Written instruction: Reproduce all of the data below line for line, with no changes.

Entries provided:

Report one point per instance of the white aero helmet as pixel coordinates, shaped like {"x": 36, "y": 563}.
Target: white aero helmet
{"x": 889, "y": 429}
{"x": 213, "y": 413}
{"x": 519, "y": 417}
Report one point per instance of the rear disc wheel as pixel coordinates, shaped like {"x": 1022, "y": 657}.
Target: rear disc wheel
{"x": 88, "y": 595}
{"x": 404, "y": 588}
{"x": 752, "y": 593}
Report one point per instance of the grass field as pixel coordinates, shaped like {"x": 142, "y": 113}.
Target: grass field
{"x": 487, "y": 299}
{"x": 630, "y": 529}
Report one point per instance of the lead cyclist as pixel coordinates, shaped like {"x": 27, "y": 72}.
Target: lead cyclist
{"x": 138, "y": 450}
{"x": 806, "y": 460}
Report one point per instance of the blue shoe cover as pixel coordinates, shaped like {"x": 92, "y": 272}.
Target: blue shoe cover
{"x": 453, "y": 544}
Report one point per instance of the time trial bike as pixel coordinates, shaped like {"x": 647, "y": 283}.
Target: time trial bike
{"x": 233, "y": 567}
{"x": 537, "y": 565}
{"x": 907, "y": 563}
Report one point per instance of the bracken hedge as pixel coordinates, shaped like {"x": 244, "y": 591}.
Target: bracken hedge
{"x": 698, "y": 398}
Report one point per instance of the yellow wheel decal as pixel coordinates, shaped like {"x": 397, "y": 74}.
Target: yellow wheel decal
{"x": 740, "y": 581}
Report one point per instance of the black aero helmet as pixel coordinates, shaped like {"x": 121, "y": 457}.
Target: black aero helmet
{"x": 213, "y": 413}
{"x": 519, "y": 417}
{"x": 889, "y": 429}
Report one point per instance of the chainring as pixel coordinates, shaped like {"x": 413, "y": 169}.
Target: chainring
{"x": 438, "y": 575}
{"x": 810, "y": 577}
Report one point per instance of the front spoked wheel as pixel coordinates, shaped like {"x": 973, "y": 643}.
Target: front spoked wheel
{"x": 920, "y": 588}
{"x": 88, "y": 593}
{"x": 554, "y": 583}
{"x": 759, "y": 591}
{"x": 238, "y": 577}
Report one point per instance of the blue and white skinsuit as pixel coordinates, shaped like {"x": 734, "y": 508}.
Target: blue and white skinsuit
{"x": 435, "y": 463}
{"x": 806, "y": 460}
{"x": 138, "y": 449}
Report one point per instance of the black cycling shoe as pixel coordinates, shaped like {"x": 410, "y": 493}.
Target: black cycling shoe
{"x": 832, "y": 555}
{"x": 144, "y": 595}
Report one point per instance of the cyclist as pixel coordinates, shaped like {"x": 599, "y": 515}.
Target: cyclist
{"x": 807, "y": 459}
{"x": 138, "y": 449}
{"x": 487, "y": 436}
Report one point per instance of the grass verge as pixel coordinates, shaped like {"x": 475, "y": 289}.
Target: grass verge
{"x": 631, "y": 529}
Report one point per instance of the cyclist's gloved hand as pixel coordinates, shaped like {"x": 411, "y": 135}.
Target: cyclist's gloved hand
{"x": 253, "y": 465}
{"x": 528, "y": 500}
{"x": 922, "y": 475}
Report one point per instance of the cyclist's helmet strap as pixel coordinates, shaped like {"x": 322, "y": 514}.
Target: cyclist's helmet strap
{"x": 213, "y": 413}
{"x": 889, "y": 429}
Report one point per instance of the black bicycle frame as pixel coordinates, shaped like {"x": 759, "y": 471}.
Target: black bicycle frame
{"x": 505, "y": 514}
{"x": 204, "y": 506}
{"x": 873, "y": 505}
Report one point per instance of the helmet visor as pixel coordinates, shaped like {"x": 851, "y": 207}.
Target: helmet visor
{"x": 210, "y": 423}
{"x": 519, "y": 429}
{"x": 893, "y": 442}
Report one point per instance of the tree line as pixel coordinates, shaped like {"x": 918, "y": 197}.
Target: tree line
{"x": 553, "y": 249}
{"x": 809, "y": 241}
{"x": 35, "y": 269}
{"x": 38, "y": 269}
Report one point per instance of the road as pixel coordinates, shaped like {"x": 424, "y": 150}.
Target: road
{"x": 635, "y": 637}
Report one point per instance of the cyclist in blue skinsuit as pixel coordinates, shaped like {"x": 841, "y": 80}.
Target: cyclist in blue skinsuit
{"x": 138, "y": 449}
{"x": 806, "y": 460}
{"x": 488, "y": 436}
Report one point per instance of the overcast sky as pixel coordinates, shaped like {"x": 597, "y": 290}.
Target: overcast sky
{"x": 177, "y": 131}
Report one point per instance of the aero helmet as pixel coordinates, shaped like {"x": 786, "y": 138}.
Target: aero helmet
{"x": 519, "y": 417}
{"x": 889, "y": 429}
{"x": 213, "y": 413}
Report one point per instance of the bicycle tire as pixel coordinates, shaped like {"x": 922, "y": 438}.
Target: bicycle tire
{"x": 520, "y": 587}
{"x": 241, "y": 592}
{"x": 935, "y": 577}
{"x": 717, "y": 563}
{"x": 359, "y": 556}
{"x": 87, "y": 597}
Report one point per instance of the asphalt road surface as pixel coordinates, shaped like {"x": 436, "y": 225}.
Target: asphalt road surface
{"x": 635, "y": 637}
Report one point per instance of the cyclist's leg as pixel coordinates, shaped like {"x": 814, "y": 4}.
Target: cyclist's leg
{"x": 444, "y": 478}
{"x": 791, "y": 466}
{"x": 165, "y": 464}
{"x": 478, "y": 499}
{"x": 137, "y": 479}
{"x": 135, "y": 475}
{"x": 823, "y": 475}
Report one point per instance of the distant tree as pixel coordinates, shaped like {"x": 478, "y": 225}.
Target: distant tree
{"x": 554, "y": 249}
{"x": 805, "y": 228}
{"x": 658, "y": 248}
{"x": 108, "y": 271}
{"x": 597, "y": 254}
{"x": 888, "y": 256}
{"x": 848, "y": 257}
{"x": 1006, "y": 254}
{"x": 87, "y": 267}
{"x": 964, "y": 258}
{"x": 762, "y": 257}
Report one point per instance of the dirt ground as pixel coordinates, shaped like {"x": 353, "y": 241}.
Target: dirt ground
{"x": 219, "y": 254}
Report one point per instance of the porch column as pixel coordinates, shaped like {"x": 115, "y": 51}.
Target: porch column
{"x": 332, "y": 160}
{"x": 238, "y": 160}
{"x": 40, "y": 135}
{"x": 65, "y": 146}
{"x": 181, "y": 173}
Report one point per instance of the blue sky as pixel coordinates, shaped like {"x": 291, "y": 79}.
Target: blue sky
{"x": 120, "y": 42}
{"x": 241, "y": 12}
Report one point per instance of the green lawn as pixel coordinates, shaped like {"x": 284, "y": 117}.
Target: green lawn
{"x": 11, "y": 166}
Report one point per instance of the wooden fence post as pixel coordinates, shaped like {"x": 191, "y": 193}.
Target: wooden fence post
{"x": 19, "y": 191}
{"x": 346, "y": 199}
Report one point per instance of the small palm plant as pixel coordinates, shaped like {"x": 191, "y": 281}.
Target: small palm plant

Worked solution:
Report one point per instance of the white aero helmet as pixel coordinates, shaped like {"x": 36, "y": 563}.
Target: white aero helmet
{"x": 889, "y": 429}
{"x": 213, "y": 413}
{"x": 519, "y": 417}
Report one point per instance of the rear disc wheel as pixel coordinates, shaped like {"x": 1022, "y": 657}.
Target: rear disc wheel
{"x": 88, "y": 595}
{"x": 404, "y": 588}
{"x": 752, "y": 593}
Report one point per instance of the grass field as pixel coordinates, shaped like {"x": 142, "y": 113}.
Target: grass field
{"x": 487, "y": 299}
{"x": 630, "y": 529}
Report one point per instance of the lead cyclist as pixel coordinates, shaped like {"x": 27, "y": 72}.
Target: lead cyclist
{"x": 138, "y": 450}
{"x": 806, "y": 460}
Report one point per instance of the blue shoe cover as pixel coordinates, shaped like {"x": 92, "y": 272}.
Target: blue shoe cover
{"x": 453, "y": 544}
Report one point per instance of the time trial bike as pixel coordinates, shaped like {"x": 647, "y": 283}.
Target: time trial bike
{"x": 233, "y": 567}
{"x": 537, "y": 565}
{"x": 907, "y": 563}
Report one point per instance of the bracken hedge as pixel coordinates, shaped like {"x": 244, "y": 591}.
Target: bracken hedge
{"x": 698, "y": 398}
Report one point per instance of the yellow wheel decal as pixel coordinates, shaped like {"x": 397, "y": 74}.
Target: yellow wheel decal
{"x": 740, "y": 581}
Report one point per instance of the black aero helmet as pixel coordinates, shaped like {"x": 121, "y": 457}.
Target: black aero helmet
{"x": 213, "y": 413}
{"x": 519, "y": 417}
{"x": 889, "y": 429}
Report one point per instance of the chainring as pixel coordinates, shaped like {"x": 413, "y": 169}.
Target: chainring
{"x": 438, "y": 575}
{"x": 810, "y": 577}
Report one point per instance of the front spoked wheel as pixel coordinates, shaped like {"x": 973, "y": 643}.
Target: front spoked wheel
{"x": 920, "y": 588}
{"x": 88, "y": 593}
{"x": 554, "y": 583}
{"x": 759, "y": 591}
{"x": 238, "y": 577}
Report one point per instance of the blue and white skinsuit as pixel coordinates, shaped like {"x": 734, "y": 508}.
Target: blue and white skinsuit
{"x": 435, "y": 463}
{"x": 806, "y": 460}
{"x": 138, "y": 449}
Report one point per instance of the black cycling shoe as pixel coordinates, shaped like {"x": 410, "y": 493}.
Target: black cycling shoe
{"x": 832, "y": 555}
{"x": 144, "y": 595}
Report one point per instance of the cyclist as pixel coordinates, shaped like {"x": 599, "y": 515}.
Target: cyclist
{"x": 807, "y": 459}
{"x": 138, "y": 449}
{"x": 487, "y": 436}
Report one point per instance of the grass verge as pixel coordinates, shaped like {"x": 475, "y": 289}.
Target: grass verge
{"x": 631, "y": 529}
Report one point per instance of the cyclist's gloved hand as pixel coordinates, shaped like {"x": 411, "y": 135}.
Target: cyclist's gloved hand
{"x": 253, "y": 465}
{"x": 528, "y": 500}
{"x": 922, "y": 475}
Report one point per instance of the cyclist's helmet strap as pixel coordinates, shaped like {"x": 322, "y": 514}.
Target: cyclist's helmet strap
{"x": 213, "y": 413}
{"x": 889, "y": 429}
Report one point per instance of the black bicycle frame as pixel coordinates, shaped like {"x": 759, "y": 471}.
Target: black bicycle frame
{"x": 505, "y": 514}
{"x": 204, "y": 506}
{"x": 873, "y": 505}
Report one point per instance of the helmet visor as pixel coordinates, shaped like {"x": 851, "y": 207}.
Target: helmet visor
{"x": 210, "y": 423}
{"x": 519, "y": 429}
{"x": 893, "y": 442}
Report one point per instance of the tree line as pixel coordinates, shaped like {"x": 918, "y": 197}.
Target: tree line
{"x": 553, "y": 249}
{"x": 809, "y": 241}
{"x": 35, "y": 269}
{"x": 38, "y": 269}
Report one point per instance of the road as pixel coordinates, shaped like {"x": 424, "y": 150}.
Target: road
{"x": 635, "y": 637}
Report one point per instance of the cyclist in blue skinsuit as pixel coordinates, shaped like {"x": 841, "y": 80}.
Target: cyclist in blue skinsuit
{"x": 138, "y": 449}
{"x": 806, "y": 460}
{"x": 488, "y": 436}
Report one point per instance of the overcast sky as pixel coordinates, shaped like {"x": 597, "y": 290}.
Target: overcast sky
{"x": 177, "y": 131}
Report one point per instance of the aero helmet as pixel coordinates, shaped like {"x": 786, "y": 138}.
Target: aero helmet
{"x": 519, "y": 417}
{"x": 889, "y": 429}
{"x": 213, "y": 413}
Report one point per instance of the bicycle tire as pixel coordinates, shaped like {"x": 922, "y": 438}.
Target: bicycle tire
{"x": 520, "y": 587}
{"x": 241, "y": 592}
{"x": 935, "y": 577}
{"x": 717, "y": 563}
{"x": 359, "y": 556}
{"x": 87, "y": 597}
Report one point per instance of the asphalt road surface as pixel coordinates, shaped like {"x": 436, "y": 225}.
Target: asphalt road surface
{"x": 635, "y": 637}
Report one point per instance of the cyclist's leg as pixel coordinates, shaped like {"x": 814, "y": 4}.
Target: cyclist's leg
{"x": 444, "y": 478}
{"x": 791, "y": 466}
{"x": 165, "y": 464}
{"x": 478, "y": 499}
{"x": 137, "y": 479}
{"x": 135, "y": 475}
{"x": 823, "y": 475}
Report one point per instance of the distant tree as pixel coordinates, shaped like {"x": 478, "y": 225}.
Target: distant tree
{"x": 554, "y": 249}
{"x": 805, "y": 228}
{"x": 658, "y": 248}
{"x": 108, "y": 271}
{"x": 597, "y": 254}
{"x": 888, "y": 256}
{"x": 848, "y": 257}
{"x": 1006, "y": 254}
{"x": 87, "y": 267}
{"x": 964, "y": 258}
{"x": 762, "y": 257}
Report one point per instance of the dirt ground as pixel coordinates, shaped like {"x": 353, "y": 241}.
Target: dirt ground
{"x": 219, "y": 254}
Report one point per instance of the porch column as pixel coordinates, shaped like {"x": 115, "y": 51}.
Target: porch column
{"x": 332, "y": 160}
{"x": 238, "y": 160}
{"x": 40, "y": 135}
{"x": 65, "y": 146}
{"x": 181, "y": 173}
Report one point per instance of the blue sky as pixel coordinates, shaped like {"x": 291, "y": 79}.
Target: blue sky
{"x": 120, "y": 42}
{"x": 241, "y": 12}
Report one point per instance of the green lawn as pixel coordinates, shaped like {"x": 284, "y": 117}.
Target: green lawn
{"x": 11, "y": 166}
Report one point per instance of the wooden fence post as pixel coordinates, shaped like {"x": 191, "y": 193}.
Target: wooden fence post
{"x": 19, "y": 191}
{"x": 346, "y": 199}
Report one point per instance of the small palm plant as pixel coordinates, shaped like {"x": 191, "y": 281}.
Target: small palm plant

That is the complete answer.